▸ **Reading text**:
____________________

That disruption is part of what gives the Blue Moon its symbolic weight. In European folk traditions, extra full moons were sometimes seen as threshold moments, times when the ordinary rhythms of life paused and something else, something less predictable, could enter. In some earth-based and Wiccan traditions, the Blue Moon is associated with the archetype of the Crone: the wise elder who presides over endings, transitions, and deeper forms of knowing. Rituals performed under a Blue Moon in these traditions tend to focus on release, crossing thresholds, and acting on wisdom that's been slowly accumulating.

You don't need to share any of those frameworks to feel the pull. The Blue Moon's power as a symbol is simple: it's the extra one. The unexpected beat. The second chance in a month that already gave you a full moon. That makes it a natural prompt for questions like: What have I been putting off? What's ready to be finished? What do I now know that I didn't know at the beginning of this month?

In a culture that moves fast and rarely pauses to take stock, having a built-in reason to stop and look up, literally, is worth more than it sounds.

How to Journal with the Blue Moon

The simplest way to work with a Blue Moon is to write. You don't need special tools, a particular belief system, or any experience with journaling. You need a quiet stretch of time, something to write with, and a willingness to be honest about where you are.

Set the Scene

Try to journal in the evening or at night, ideally when you can see or sense the moon. Sit near a window if you can. If the sky is clear enough, go outside. There's something about being in the presence of moonlight while you write that shifts the quality of attention. It's subtle, but it's there: the same way writing by a river or in an unfamiliar room changes the texture of your thinking.

If you're someone who works with sensory cues (a specific candle, a particular tea, ambient sound), use them. The goal is to signal to your mind that this isn't an ordinary evening of note-taking. It's a pause.

____________________

▸ **Problem description**: Reproduce the portion of the Blue Moon passage between "You don't need to" and "of this month?", inclusive, without altering a single word.

▸ **Material supplied**:

____________________

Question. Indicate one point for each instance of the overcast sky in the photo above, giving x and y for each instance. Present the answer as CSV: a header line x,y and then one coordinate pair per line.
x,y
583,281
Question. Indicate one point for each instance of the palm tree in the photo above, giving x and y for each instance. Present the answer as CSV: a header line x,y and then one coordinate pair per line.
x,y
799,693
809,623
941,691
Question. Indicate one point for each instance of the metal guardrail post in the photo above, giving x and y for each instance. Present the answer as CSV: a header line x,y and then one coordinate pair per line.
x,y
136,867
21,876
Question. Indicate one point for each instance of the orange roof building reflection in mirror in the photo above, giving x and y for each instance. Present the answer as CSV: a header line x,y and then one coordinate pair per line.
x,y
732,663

____________________

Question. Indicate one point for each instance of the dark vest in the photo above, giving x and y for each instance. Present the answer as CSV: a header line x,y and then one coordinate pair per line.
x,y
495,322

____________________

▸ **Written answer**:
You don't need to share any of those frameworks to feel the pull. The Blue Moon's power as a symbol is simple: it's the extra one. The unexpected beat. The second chance in a month that already gave you a full moon. That makes it a natural prompt for questions like: What have I been putting off? What's ready to be finished? What do I now know that I didn't know at the beginning of this month?